## The exercise
Retype every one of the entries below verbatim, keeping each character, space, and line break unchanged.

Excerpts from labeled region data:
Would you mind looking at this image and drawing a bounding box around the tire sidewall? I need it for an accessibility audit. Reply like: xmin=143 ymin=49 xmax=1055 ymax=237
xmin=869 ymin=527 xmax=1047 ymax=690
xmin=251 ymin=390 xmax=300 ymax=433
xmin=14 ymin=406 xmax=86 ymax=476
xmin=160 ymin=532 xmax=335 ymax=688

## Response
Would you mind looking at this image and drawing a bounding box around the tire sidewall? I need it for an accessibility audit. Reply like: xmin=143 ymin=49 xmax=1055 ymax=237
xmin=869 ymin=527 xmax=1047 ymax=690
xmin=251 ymin=390 xmax=300 ymax=433
xmin=14 ymin=406 xmax=86 ymax=476
xmin=160 ymin=532 xmax=335 ymax=688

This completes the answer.